[Source data]

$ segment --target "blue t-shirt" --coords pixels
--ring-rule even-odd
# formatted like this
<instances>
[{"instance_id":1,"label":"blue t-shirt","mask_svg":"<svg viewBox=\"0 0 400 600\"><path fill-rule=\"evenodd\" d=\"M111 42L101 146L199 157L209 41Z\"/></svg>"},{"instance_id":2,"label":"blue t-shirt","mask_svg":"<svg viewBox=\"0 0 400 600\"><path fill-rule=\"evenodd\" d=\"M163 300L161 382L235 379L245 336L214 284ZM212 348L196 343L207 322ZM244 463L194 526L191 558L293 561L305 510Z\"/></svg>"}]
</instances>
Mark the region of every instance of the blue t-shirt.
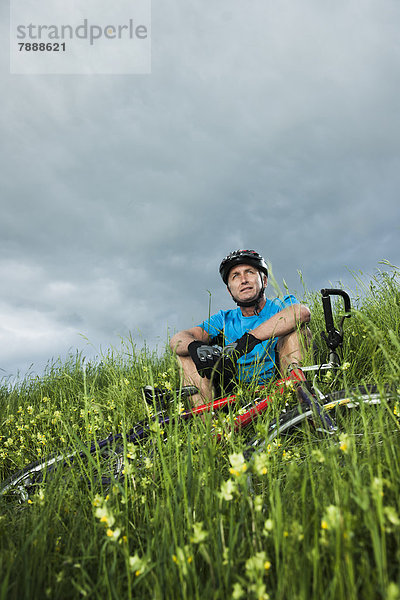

> **Work task**: If an entry contains a picture, leave it out and repeat the rest exactly.

> **Task answer**:
$ segment --target "blue t-shirt" --coords pixels
--ring-rule even-odd
# formatted like this
<instances>
[{"instance_id":1,"label":"blue t-shirt","mask_svg":"<svg viewBox=\"0 0 400 600\"><path fill-rule=\"evenodd\" d=\"M111 42L101 146L199 157L209 41Z\"/></svg>"},{"instance_id":2,"label":"blue t-shirt","mask_svg":"<svg viewBox=\"0 0 400 600\"><path fill-rule=\"evenodd\" d=\"M163 300L161 382L235 379L245 336L214 284ZM212 348L196 343L207 322ZM244 463L194 526L191 558L293 561L305 510Z\"/></svg>"}]
</instances>
Mark the region of every instance of the blue t-shirt.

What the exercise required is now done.